### Data in this exercise

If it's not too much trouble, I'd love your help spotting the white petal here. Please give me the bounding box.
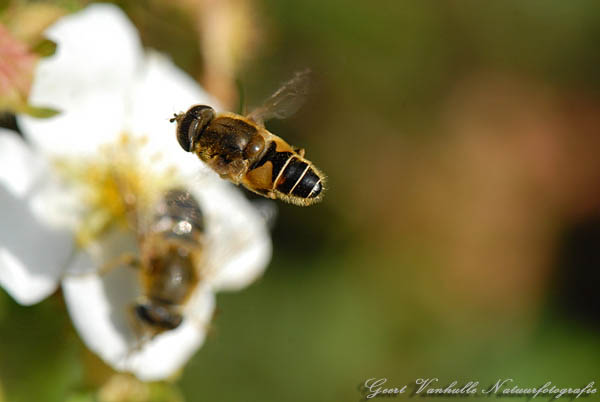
[125,52,216,177]
[0,131,73,305]
[62,229,214,381]
[19,4,143,155]
[189,176,271,290]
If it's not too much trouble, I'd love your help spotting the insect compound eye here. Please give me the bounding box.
[134,304,183,330]
[244,135,265,159]
[177,105,215,152]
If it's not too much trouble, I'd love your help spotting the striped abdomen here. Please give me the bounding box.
[275,155,323,198]
[252,141,323,205]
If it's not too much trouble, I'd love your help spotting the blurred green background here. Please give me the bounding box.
[0,0,600,402]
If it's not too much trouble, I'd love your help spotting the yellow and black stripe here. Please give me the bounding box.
[252,141,323,203]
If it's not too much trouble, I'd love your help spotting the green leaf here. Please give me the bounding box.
[31,39,57,57]
[20,105,60,119]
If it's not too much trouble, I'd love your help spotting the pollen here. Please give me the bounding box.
[55,133,177,247]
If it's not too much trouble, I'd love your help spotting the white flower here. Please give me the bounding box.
[0,4,271,380]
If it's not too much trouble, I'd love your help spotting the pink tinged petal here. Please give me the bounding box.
[0,25,37,106]
[62,229,214,381]
[19,4,143,155]
[189,176,272,291]
[0,130,73,305]
[126,52,220,177]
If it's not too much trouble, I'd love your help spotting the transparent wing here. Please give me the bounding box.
[246,69,310,124]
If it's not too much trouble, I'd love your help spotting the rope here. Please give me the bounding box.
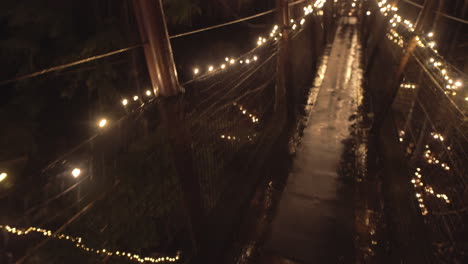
[0,44,143,86]
[169,9,276,39]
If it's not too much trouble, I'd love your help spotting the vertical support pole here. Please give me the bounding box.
[133,0,203,252]
[373,0,435,130]
[275,0,294,122]
[133,0,180,96]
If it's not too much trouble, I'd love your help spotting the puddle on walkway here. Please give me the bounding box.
[229,19,388,264]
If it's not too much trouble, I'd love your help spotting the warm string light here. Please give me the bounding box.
[0,225,180,263]
[220,134,257,142]
[411,168,451,215]
[98,118,107,128]
[423,145,450,171]
[387,28,405,48]
[232,102,259,123]
[400,83,416,89]
[377,0,468,101]
[72,168,81,178]
[0,172,8,182]
[193,0,326,76]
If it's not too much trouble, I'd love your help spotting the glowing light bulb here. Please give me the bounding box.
[99,118,107,127]
[72,168,81,178]
[0,172,8,182]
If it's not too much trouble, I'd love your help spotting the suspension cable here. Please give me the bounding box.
[403,0,468,24]
[0,44,143,86]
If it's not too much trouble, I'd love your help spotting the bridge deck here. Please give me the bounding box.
[266,18,362,263]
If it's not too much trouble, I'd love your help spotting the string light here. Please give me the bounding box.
[400,83,416,89]
[189,0,326,75]
[411,168,451,215]
[98,118,107,128]
[377,0,463,104]
[0,225,180,263]
[0,172,8,182]
[232,102,259,123]
[72,168,81,178]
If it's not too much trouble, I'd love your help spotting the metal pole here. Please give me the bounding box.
[133,0,203,252]
[133,0,181,96]
[275,0,292,116]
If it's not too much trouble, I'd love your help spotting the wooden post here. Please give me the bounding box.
[275,0,294,119]
[133,0,180,96]
[133,0,203,251]
[372,0,435,131]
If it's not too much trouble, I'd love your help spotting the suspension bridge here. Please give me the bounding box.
[0,0,468,264]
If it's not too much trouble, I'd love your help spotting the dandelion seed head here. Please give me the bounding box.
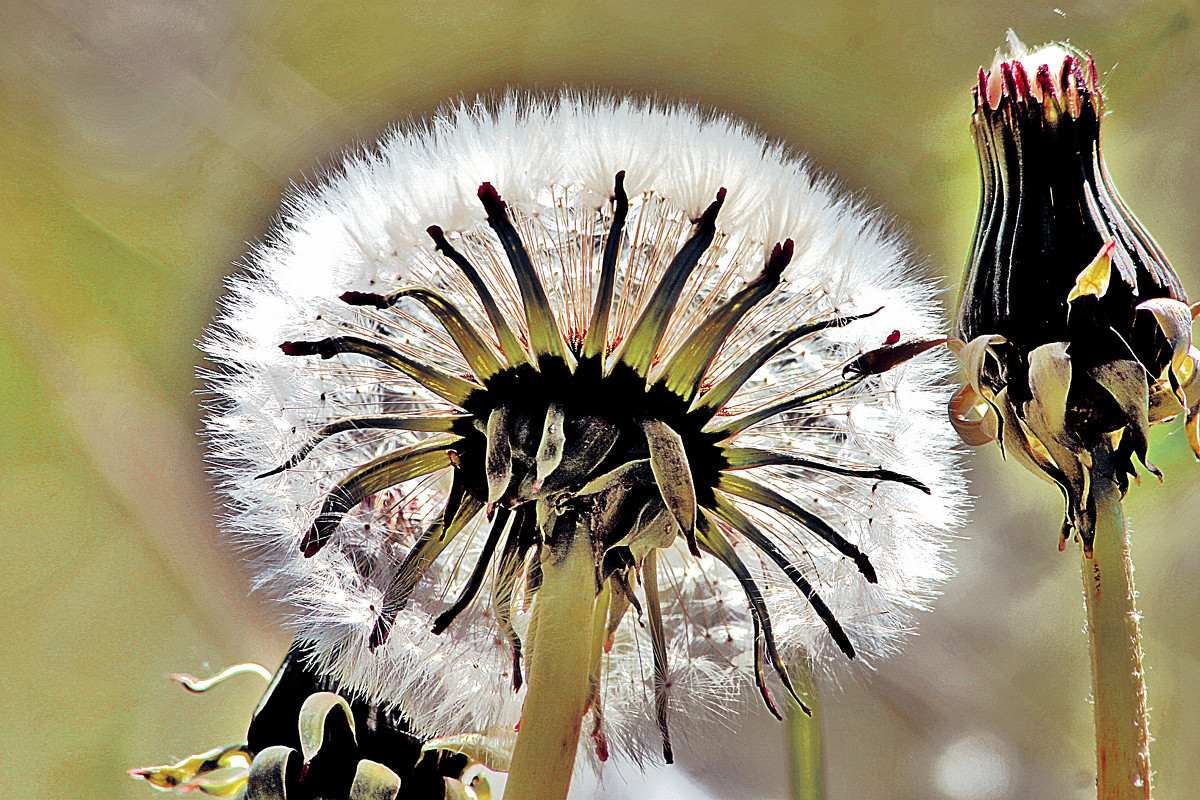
[203,95,964,759]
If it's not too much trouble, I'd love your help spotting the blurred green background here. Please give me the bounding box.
[0,0,1200,800]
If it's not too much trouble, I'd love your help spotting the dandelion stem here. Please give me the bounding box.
[504,513,596,800]
[787,660,824,800]
[1082,444,1151,800]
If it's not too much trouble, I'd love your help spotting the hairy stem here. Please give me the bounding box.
[504,515,596,800]
[1082,445,1151,800]
[787,660,824,800]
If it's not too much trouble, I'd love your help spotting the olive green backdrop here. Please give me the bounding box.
[0,0,1200,800]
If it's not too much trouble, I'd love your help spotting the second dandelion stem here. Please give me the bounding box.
[787,660,824,800]
[1082,445,1151,800]
[504,513,596,800]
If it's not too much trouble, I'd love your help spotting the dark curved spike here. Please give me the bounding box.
[642,549,674,764]
[710,375,866,441]
[367,494,484,651]
[254,415,468,480]
[479,184,572,363]
[280,336,481,407]
[641,420,700,558]
[841,331,949,378]
[426,225,529,367]
[750,614,784,722]
[433,509,511,633]
[659,239,793,403]
[696,306,883,419]
[300,435,458,558]
[620,188,725,378]
[581,176,629,360]
[342,287,504,380]
[716,475,878,583]
[721,447,932,494]
[492,507,536,692]
[714,495,854,658]
[696,509,809,714]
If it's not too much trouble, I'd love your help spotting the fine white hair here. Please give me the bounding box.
[203,94,964,759]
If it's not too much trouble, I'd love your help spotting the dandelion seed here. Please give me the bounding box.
[205,96,962,782]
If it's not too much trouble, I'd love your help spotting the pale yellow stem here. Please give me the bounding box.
[504,524,596,800]
[787,661,824,800]
[1082,446,1151,800]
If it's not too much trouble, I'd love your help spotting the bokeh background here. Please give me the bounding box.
[0,0,1200,800]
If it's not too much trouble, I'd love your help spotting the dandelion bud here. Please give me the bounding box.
[952,35,1200,549]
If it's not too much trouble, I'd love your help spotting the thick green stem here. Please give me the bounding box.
[1082,446,1151,800]
[787,662,824,800]
[504,515,596,800]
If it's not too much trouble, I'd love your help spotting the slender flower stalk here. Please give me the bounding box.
[787,664,826,800]
[1082,450,1151,800]
[950,35,1200,800]
[205,96,962,798]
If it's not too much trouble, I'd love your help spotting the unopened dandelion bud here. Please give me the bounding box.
[950,37,1200,552]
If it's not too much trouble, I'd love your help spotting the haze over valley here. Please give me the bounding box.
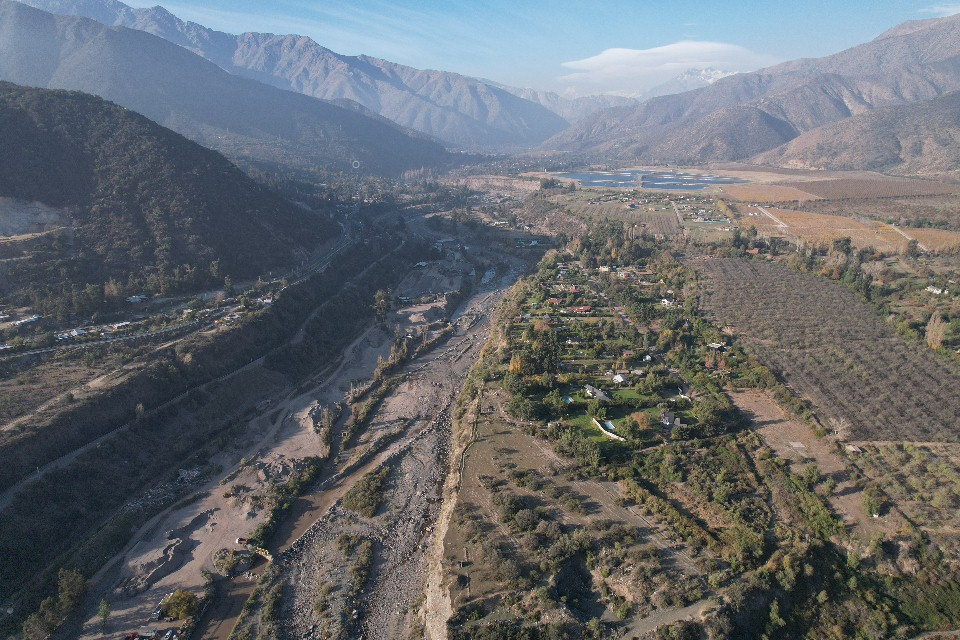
[0,0,960,640]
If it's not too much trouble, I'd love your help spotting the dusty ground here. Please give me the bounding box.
[730,391,904,542]
[67,229,521,638]
[280,276,513,638]
[436,385,711,638]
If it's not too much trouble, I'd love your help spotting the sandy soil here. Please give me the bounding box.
[730,391,904,542]
[70,235,517,639]
[279,266,514,638]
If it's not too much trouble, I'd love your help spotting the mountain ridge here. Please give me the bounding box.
[16,0,568,150]
[541,16,960,170]
[0,0,452,174]
[0,82,336,306]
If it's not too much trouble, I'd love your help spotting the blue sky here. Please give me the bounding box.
[128,0,960,95]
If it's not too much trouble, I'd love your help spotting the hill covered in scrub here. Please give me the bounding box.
[0,83,338,312]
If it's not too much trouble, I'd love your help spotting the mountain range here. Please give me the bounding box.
[0,82,338,307]
[15,0,572,150]
[0,0,451,174]
[0,0,960,174]
[543,16,960,171]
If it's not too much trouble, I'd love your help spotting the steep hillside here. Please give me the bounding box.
[0,0,450,174]
[754,92,960,177]
[543,16,960,168]
[485,80,639,122]
[0,82,339,312]
[16,0,567,149]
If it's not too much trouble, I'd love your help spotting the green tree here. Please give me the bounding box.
[97,598,113,633]
[373,289,392,323]
[163,589,200,620]
[57,569,87,614]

######

• _Your instructions_:
Render the lines above as a Markdown table, from the line holding "range here. Please give me the bounding box." through the end of the entries, inclusive. Use a Row column for the row number and an Entry line column for the line, and leave out blank lines.

• _Expected answer_:
| Row | Entry line |
|---|---|
| 1 | If it's not too much trouble, I'd love your help spotting the mountain range here. Please give me the bounding box. |
| 2 | [0,82,338,307] |
| 3 | [15,0,572,150] |
| 4 | [0,0,451,174] |
| 5 | [0,0,960,174] |
| 6 | [543,16,960,171] |
| 7 | If it's not too much trouble, I'd love your help spotting the steep hillside here. Please give me the bounding box. |
| 8 | [0,0,450,174] |
| 9 | [754,92,960,177] |
| 10 | [543,16,960,168] |
| 11 | [485,80,639,122] |
| 12 | [0,82,339,312] |
| 13 | [16,0,567,149] |
| 14 | If it's not too much trouble, I'd love your help spotting the green tree here. Please give me the bounding box. |
| 15 | [97,598,113,633] |
| 16 | [373,289,392,323] |
| 17 | [163,589,200,620] |
| 18 | [57,569,87,614] |